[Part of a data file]
====

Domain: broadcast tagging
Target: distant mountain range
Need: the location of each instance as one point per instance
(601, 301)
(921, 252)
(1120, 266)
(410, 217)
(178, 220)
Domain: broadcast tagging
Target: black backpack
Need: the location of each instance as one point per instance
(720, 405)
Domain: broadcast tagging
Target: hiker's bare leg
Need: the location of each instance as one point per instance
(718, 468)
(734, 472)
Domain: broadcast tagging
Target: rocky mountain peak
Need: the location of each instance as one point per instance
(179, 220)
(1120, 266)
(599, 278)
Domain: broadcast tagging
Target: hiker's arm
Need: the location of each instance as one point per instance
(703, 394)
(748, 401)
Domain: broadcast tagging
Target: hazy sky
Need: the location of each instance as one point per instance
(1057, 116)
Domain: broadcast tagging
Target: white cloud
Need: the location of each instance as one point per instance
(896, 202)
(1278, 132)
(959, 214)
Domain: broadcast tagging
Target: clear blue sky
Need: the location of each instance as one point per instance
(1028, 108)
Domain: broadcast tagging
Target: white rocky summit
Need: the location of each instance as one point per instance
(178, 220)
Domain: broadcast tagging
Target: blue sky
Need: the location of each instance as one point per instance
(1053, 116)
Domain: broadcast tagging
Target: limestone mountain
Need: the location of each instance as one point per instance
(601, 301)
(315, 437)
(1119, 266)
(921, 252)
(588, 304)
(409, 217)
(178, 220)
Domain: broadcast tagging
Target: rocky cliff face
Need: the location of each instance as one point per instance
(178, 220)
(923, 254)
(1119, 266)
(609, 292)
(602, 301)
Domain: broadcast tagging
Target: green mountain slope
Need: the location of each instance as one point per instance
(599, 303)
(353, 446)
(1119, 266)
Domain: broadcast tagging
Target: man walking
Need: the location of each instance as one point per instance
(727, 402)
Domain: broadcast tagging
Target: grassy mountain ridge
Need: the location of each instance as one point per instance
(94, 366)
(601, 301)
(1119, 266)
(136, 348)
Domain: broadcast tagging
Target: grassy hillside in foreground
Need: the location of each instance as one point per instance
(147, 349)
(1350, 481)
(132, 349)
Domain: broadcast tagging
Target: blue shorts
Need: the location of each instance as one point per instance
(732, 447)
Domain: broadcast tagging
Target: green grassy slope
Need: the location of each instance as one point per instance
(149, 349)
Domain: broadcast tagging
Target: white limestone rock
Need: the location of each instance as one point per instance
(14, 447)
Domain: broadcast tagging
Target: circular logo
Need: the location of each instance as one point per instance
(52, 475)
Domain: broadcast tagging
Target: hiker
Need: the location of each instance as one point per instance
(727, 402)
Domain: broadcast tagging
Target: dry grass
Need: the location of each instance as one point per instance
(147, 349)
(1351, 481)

====

**Task directions:** Reproduce the entries above exactly.

**Result of the task:**
Domain: broadcast tagging
Target: distant mountain range
Need: the location of each instance as one point per instance
(601, 301)
(921, 252)
(1120, 266)
(410, 217)
(178, 220)
Domain: broadcast tagging
Target: black backpack
Need: the location of each instance as one point per instance
(720, 405)
Domain: broadcast tagging
Target: hiker's bare leg
Need: the location of each instance as one point per instance
(718, 468)
(734, 472)
Domain: broadcast tagging
Target: rocky mountain peak
Need: the location of each instance as one point per instance
(179, 220)
(1120, 266)
(599, 278)
Domain: broadcast tagging
Target: hiker's arm
Need: the location of each instance as one point per instance
(703, 394)
(748, 401)
Domain: broadcast tagging
Target: hazy sky
Need: the location of each instance as one point per instance
(1057, 116)
Domain: broadcast tagging
Target: white cloud
Need: the location of each instance as one point per instance
(896, 202)
(1278, 132)
(959, 214)
Domain: broadcast tagging
Target: clear blue sky
Need: the location of each instance as one point per instance
(1028, 108)
Domain: broadcast tagging
Target: white rocky summit
Need: the location of each instance as one point per instance
(178, 220)
Domain: broadcast tagging
Target: blue sky
Need: the location of each instance as one point per instance
(1053, 116)
Domain: broadcast tagging
Target: limestone mountain
Need: the location of each instance as one point per instance
(601, 301)
(315, 437)
(1119, 266)
(921, 252)
(588, 304)
(409, 217)
(178, 220)
Domain: broadcast tagging
Target: rocky cliff face
Need: the location of each instance as one point per instance
(178, 220)
(923, 254)
(1119, 266)
(609, 292)
(602, 301)
Domain: broadcast tagging
Target: green mountain slope
Need: the location of each instance as one point per instance
(599, 303)
(353, 446)
(1119, 266)
Domain: broadcast tagging
Target: man walking
Need: the location of each instance as one point per instance
(727, 402)
Domain: broadcast tagging
Target: grassy mountain ridge
Need: the location of each instance as one point per instance
(94, 366)
(601, 301)
(1119, 266)
(136, 348)
Domain: broadcast tagging
Target: grassy hillside in foreground
Need: the location of each instance as one point per instance
(147, 349)
(1350, 481)
(132, 349)
Domain: broadcast tagging
Target: blue shorts
Need: the location of each instance as one point per instance
(732, 447)
Domain: broadcast tagging
Target: green grassy slope
Need: the location of each instance as one point per instance
(149, 349)
Domain: broadcast tagging
Target: white limestone rock
Need: the location of each instance as one point per instance
(14, 447)
Domain: broadcast tagging
Target: circular logo
Need: the location of each instance as one point per instance
(52, 475)
Domain: broadcast tagging
Target: hiker
Need: the location of each instance as one point per instance
(727, 402)
Domain: broadcast tagging
Target: dry grass
Need: the location of each instance as one point per instance
(147, 349)
(1351, 481)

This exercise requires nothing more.